Действительно, проделаем беглое обозрение триады: Флоренский – Леви-Стросс – Выготский. Начнем с ее последнего отношения – и увидим, что близость и родственность здесь налицо во многих аспектах. Одна из центральных исследовательских тем у Выготского – развитие так называемых высших психических функций. Он выбирает в качестве опытного поля сознание ребенка и выстраивает законы высших психических функций в их формировании. А что делает Леви-Стросс? Он выбирает в качестве опытного поля сознание дикаря и выстраивает на этом опытном поле, на его данных, бинарные структуры картины мира. Очевидным образом в обоих случаях выбор опытного поля совершается по одному и тому же эпистемологическому и эвристическому принципу: это – выбор простейшей системы, обладающей нужным богатством свойств, нахождение своего рода дрозофилы, где в наиболее чистом виде, не заслоняясь позднейшими культурными напластованиями, проявлялись бы интересующие ученого базовые закономерности – закономерности высших психических функций у Выготского и, соответственно, закономерности картины мира в случае Леви-Стросса. Налицо общность и метода, и приема. То, что делается у Выготского, скорее клонится в сторону онтогенеза, то, что у Леви-Стросса, – в сторону филогенеза. Естественно, некоторые расхождения неизбежны, но принципиальное родство налицо.

= = = = =

● Задания:
**1.** Перескажите абзац фрагмента, начинающийся словами «Действительно, проделаем беглое обозрение», в виде краткого списка с основными фактами.
**2.** Перечислите всех ученых, чьи фамилии упомянуты во фрагменте.
**3.** Что, согласно фрагменту, Леви-Стросс выбирает в качестве опытного поля?
Приведённые далее данные — самостоятельный материал, к фрагменту они не относятся.

● Исходные данные:
= = = = =

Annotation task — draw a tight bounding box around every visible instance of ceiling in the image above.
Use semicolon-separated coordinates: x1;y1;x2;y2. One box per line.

= = = = =

● Ответы:
**1.**
- Рассматривается триада Флоренский – Леви-Стросс – Выготский, начиная с отношения Леви-Стросса и Выготского.
- Выготский изучает развитие высших психических функций на опытном поле сознания ребенка.
- Леви-Стросс выстраивает бинарные структуры картины мира на опытном поле сознания дикаря.
- Оба выбирают простейшую систему с нужным богатством свойств, «дрозофилу», где базовые закономерности видны в чистом виде, без позднейших культурных напластований.
- У обоих общий метод и прием: Выготский тяготеет к онтогенезу, Леви-Стросс к филогенезу.
- Расхождения неизбежны, но принципиальное родство налицо.

**2.** Флоренский, Леви-Стросс, Выготский

**3.** Сознание дикаря.